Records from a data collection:

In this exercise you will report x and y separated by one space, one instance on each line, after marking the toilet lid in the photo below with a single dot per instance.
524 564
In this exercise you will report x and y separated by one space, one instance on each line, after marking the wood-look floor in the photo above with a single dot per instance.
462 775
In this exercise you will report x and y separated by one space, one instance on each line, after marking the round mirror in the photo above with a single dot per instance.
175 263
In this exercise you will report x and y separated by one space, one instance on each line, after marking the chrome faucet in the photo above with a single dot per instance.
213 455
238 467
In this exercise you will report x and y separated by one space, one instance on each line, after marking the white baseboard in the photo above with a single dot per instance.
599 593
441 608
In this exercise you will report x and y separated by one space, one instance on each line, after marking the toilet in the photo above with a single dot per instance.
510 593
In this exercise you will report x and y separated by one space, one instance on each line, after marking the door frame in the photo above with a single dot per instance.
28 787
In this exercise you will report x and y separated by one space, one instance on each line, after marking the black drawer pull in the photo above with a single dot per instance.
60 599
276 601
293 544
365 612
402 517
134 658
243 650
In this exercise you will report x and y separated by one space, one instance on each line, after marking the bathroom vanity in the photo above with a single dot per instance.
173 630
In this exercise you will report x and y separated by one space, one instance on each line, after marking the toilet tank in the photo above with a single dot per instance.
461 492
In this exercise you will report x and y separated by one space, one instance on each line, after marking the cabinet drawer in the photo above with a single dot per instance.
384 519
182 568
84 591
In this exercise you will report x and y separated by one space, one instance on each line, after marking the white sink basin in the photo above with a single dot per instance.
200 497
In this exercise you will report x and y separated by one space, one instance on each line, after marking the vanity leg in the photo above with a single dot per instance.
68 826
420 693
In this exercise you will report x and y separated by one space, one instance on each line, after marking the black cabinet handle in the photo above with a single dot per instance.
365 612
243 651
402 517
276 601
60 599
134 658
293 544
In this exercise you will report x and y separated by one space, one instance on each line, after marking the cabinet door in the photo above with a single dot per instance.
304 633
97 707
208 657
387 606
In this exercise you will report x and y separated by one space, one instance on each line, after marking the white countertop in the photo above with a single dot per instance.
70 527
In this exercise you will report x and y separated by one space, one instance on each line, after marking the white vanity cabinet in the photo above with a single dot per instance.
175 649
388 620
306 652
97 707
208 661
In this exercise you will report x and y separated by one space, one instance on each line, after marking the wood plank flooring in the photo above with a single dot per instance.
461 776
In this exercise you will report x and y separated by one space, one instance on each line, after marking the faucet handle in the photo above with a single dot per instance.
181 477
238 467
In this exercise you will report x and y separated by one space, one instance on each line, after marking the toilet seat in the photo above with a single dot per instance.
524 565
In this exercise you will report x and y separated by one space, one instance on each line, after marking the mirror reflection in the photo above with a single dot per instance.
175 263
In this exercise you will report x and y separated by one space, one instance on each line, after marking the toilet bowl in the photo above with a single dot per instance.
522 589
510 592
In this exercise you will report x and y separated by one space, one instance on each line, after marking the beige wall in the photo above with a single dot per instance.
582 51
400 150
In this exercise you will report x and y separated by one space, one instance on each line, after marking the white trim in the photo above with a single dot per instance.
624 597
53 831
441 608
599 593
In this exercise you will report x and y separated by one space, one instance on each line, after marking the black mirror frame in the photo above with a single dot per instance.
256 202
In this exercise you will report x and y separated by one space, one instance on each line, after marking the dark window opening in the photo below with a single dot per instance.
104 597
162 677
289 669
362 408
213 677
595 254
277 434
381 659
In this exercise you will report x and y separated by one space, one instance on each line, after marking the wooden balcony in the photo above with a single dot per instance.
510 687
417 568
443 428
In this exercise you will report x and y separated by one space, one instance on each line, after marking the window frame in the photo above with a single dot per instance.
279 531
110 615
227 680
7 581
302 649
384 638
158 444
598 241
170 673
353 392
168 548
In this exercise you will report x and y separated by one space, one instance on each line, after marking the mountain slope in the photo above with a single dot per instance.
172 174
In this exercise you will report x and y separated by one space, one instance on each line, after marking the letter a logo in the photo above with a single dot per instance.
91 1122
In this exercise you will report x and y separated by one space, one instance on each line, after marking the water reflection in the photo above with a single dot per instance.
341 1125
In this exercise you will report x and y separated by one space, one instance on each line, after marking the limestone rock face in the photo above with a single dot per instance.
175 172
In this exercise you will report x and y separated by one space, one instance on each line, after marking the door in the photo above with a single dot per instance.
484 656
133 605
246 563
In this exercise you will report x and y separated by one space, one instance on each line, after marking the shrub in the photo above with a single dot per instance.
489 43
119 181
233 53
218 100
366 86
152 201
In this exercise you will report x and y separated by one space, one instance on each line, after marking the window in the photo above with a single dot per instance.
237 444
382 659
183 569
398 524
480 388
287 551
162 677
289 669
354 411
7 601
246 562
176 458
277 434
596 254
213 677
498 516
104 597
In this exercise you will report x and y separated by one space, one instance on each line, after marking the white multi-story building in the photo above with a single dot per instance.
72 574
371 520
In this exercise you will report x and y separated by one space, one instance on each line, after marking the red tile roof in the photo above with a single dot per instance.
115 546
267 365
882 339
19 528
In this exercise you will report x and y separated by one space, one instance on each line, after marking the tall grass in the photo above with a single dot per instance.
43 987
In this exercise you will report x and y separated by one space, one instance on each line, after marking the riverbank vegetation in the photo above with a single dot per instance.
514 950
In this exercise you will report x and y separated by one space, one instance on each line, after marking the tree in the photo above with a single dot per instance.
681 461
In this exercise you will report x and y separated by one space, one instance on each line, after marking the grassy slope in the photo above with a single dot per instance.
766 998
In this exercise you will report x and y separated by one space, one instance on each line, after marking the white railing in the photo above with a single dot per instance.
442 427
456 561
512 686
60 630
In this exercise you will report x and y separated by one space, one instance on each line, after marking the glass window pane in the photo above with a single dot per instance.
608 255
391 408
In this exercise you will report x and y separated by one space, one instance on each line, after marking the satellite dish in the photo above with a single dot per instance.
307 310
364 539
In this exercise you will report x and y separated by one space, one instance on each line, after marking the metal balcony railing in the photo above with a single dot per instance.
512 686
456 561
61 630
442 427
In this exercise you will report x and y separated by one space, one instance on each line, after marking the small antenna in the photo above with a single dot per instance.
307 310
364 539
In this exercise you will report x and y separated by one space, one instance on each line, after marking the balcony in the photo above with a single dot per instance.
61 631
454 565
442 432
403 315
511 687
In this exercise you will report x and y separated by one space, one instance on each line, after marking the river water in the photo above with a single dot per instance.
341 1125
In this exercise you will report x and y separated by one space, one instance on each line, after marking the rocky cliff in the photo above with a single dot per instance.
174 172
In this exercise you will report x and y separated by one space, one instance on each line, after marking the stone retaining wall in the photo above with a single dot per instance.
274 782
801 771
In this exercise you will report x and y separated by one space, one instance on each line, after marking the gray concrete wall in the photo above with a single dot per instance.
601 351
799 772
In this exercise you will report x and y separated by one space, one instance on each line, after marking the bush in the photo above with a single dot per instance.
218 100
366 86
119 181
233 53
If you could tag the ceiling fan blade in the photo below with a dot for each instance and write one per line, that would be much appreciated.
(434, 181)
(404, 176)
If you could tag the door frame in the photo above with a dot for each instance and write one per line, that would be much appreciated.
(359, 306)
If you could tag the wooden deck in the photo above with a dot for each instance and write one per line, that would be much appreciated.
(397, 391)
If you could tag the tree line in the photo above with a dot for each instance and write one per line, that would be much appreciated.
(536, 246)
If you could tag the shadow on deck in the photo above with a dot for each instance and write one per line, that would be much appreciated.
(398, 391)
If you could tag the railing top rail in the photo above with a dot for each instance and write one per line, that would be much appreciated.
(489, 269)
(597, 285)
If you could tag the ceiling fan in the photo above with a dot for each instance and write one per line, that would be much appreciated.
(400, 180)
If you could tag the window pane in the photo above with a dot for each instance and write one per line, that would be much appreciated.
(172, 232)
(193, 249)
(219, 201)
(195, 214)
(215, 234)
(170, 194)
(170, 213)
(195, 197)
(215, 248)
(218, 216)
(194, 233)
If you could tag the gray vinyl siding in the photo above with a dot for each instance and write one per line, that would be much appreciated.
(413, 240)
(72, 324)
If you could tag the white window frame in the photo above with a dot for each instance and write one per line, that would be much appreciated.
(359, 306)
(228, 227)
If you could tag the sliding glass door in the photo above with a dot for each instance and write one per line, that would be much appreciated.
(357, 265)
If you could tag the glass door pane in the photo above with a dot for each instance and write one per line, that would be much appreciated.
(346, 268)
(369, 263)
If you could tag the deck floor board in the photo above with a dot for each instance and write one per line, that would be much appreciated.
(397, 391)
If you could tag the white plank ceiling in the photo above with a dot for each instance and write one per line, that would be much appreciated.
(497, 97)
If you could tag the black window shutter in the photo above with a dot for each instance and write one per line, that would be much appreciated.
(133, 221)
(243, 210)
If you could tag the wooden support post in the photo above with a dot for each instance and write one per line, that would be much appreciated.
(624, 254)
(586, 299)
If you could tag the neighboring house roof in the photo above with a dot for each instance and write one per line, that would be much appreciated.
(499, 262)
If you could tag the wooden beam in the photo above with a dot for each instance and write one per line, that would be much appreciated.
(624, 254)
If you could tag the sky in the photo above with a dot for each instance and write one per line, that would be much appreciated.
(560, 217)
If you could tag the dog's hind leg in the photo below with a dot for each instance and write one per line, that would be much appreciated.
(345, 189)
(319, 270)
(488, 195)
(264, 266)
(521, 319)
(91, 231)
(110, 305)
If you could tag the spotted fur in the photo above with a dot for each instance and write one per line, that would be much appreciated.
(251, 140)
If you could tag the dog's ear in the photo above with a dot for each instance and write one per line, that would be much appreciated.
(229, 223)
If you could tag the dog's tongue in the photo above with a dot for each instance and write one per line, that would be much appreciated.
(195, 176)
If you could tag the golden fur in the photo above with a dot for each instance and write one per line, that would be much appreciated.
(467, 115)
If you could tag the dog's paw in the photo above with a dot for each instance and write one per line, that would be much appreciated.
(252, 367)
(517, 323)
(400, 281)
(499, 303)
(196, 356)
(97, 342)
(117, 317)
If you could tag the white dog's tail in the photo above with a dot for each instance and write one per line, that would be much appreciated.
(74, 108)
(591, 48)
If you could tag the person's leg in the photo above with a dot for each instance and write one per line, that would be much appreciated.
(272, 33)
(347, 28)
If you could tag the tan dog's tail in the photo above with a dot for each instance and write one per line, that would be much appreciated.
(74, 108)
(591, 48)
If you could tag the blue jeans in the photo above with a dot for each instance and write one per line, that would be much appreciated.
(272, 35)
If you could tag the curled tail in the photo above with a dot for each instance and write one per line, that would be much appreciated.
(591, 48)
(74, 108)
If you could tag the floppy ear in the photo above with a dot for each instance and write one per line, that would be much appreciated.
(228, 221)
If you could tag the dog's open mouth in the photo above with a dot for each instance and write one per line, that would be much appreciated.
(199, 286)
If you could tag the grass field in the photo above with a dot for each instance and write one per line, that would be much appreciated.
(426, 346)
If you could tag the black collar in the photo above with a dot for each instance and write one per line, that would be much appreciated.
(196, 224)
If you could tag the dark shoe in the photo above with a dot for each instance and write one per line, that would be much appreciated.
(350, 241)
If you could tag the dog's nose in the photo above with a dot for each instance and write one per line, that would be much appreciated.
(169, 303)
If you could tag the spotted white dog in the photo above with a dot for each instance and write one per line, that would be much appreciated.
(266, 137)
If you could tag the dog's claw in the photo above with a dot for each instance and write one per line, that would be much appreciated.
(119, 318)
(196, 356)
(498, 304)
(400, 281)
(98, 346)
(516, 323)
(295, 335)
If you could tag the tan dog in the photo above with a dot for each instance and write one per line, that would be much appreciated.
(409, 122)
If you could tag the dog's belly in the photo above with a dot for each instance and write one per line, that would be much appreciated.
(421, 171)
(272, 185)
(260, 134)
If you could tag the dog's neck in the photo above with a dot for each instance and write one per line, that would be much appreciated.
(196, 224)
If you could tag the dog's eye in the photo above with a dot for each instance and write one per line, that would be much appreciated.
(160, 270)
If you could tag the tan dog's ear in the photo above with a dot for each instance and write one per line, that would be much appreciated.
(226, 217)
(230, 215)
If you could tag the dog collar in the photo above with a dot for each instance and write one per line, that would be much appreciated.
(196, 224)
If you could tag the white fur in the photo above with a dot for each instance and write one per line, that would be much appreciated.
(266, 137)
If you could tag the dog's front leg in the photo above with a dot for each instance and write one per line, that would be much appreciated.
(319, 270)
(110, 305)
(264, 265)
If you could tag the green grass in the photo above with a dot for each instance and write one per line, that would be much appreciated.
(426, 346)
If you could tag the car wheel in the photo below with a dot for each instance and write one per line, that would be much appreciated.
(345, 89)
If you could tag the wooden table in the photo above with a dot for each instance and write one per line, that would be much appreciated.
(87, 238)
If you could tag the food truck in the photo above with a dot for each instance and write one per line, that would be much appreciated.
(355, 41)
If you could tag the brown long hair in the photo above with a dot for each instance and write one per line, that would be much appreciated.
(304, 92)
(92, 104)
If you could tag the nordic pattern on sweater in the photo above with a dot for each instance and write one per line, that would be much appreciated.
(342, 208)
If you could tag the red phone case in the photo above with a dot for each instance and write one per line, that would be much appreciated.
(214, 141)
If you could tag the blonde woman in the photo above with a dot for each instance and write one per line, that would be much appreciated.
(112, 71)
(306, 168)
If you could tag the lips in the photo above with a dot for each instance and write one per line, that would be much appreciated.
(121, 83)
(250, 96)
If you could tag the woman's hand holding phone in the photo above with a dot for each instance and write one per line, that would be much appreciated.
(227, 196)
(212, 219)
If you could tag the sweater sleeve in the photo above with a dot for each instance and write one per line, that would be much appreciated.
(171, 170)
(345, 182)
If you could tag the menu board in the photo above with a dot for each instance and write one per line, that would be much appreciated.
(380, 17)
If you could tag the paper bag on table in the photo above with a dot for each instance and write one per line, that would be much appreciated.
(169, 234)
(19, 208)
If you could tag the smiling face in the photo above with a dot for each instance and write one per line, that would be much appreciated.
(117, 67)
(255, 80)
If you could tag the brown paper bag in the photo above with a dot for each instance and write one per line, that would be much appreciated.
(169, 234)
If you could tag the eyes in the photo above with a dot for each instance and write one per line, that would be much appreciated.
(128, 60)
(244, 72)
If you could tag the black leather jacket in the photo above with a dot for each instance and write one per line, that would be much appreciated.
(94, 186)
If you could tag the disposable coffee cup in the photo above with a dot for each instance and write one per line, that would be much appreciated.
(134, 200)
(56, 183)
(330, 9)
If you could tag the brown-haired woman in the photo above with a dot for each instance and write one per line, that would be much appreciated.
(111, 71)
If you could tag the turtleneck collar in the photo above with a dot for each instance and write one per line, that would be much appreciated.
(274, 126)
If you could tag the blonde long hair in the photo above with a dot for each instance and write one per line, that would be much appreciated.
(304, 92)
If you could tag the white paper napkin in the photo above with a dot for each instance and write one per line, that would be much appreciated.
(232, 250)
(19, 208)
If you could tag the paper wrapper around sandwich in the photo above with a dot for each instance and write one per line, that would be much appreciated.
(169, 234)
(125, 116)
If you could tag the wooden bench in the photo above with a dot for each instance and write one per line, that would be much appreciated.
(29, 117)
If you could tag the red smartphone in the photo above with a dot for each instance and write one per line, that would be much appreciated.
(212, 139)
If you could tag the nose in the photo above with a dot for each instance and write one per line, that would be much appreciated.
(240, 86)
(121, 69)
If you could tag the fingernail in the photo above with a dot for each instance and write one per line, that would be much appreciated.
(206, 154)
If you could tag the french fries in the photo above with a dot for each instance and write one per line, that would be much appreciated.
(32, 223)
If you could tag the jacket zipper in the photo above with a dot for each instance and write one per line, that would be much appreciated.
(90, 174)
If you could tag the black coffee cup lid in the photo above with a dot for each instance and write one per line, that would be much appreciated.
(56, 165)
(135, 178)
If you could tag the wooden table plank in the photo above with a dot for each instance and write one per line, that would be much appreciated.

Problem to solve:
Only what runs from the line containing "If you could tag the french" through the final line of the entries above belongs in the answer, restated exactly.

Response area:
If you could tag the french fries in the photo above with a dot for each instance and write one per line, that would be much appreciated.
(32, 223)
If you could tag the jacket zipper in the photo above with a dot for each instance and write one per line, that would be much appreciated.
(90, 174)
If you could tag the black coffee cup lid in the photo above with a dot for each instance and write one per line, that would be much appreciated.
(56, 165)
(135, 178)
If you could tag the wooden table plank in the photo above with a dot for each instance and write one per line, that would be much appreciated.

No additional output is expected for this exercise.